Quoted passage
Floor plane estimation

Estimating a floor plane from an averaged point cloud captured with an OAK-D Pro camera, with the RGB frame shown only as room context.

2026-04-18

Frikk Fossdal suggested that I write about some of the projects I work on, which makes this post a good excuse to test a blogging tool I am building for generating animations and diagrams with coding agents.

One of those projects is a stationary robot that observes the room around it with an OAK-D Pro camera, using an averaged point cloud from its depth sensor to answer a basic geometric question: where is the floor?

A reliable floor estimate gives the robot a local reference frame and lets us check whether the people-pose estimates from the camera's AI pipeline make physical sense.

RGB reference frame and the point cloud built by averaging 50 depth frames at the same pose. Colour encodes depth: blue is close, teal is far. Orbit with your mouse.

Averaging 50 depth frames reduces long-range sensor noise. The result is still messy, but the dominant surfaces are coherent enough to start fitting planes.

Sampling candidate planes

We cannot search every possible plane orientation because the space is continuous. Instead we use RANSAC: draw three random points, fit the plane through them, and count nearby points as inliers.

A point is an inlier when its perpendicular distance to the plane is below a depth-adaptive threshold, roughly 2 % of view depth clamped between 3 cm and 12 cm. We run 192 samples and keep the 12 best candidates.

Each iteration draws three seed points (white circles), fits a plane through them, and highlights the inliers in the existing point cloud. After several iterations the best candidate is shown.

The ranking combines two ideas: how tightly inliers cluster around the plane, and how evenly they cover it. First, the residuals.

Measuring fit

For each inlier, we compute the signed perpendicular distance to the candidate plane. The root-mean-square of those distances is the RMS error, the main fit measure.

The plane sweeps automatically. Each line is the perpendicular distance from a point to the plane; the bar chart below shows the same distances per point. You can also drag the handles to explore.

The plane above sweeps through angles and offsets so you can watch the error bars and RMS readout respond. When the plane crosses the dense floor cluster, the bars shrink. When it tilts away, they grow.

Supplied information
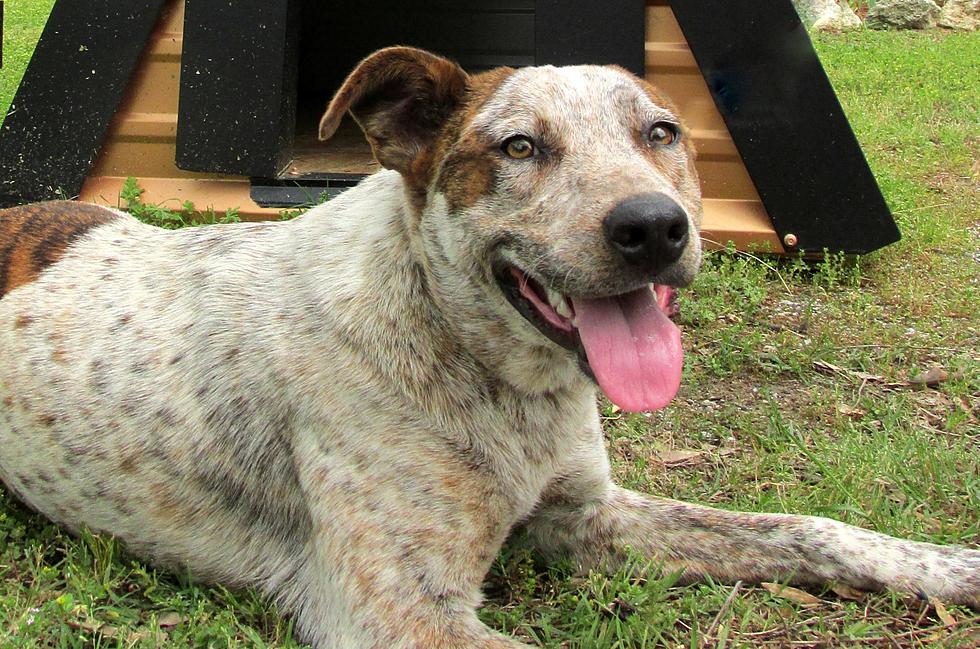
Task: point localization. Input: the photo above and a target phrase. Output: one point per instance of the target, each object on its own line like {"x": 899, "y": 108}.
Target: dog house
{"x": 217, "y": 103}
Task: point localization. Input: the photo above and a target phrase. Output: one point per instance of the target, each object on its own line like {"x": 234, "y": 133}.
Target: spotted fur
{"x": 344, "y": 411}
{"x": 33, "y": 237}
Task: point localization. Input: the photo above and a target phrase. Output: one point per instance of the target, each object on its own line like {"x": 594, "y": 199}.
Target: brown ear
{"x": 400, "y": 97}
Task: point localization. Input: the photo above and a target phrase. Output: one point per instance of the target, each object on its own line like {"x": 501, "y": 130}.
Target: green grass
{"x": 797, "y": 397}
{"x": 23, "y": 22}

Given task 1
Answer these questions about the floor plane post, one per line:
(a) How many depth frames are averaged to build the point cloud?
(b) Between which two values is the inlier threshold clamped?
(c) What is the main fit measure, and how is it computed?
Given task 2
Please rewrite the paragraph of the floor plane post that begins "A point is an inlier when" as a short bulleted list that keeps its main facts.

Result 1
(a) 50 depth frames.
(b) Between 3 cm and 12 cm.
(c) The RMS error, which is the root-mean-square of the signed perpendicular distances from each inlier to the candidate plane.

Result 2
- A point counts as an inlier if its perpendicular distance to the plane is below a depth-adaptive threshold.
- The threshold is roughly 2% of view depth, clamped between 3 cm and 12 cm.
- 192 samples are run, and the 12 best candidates are kept.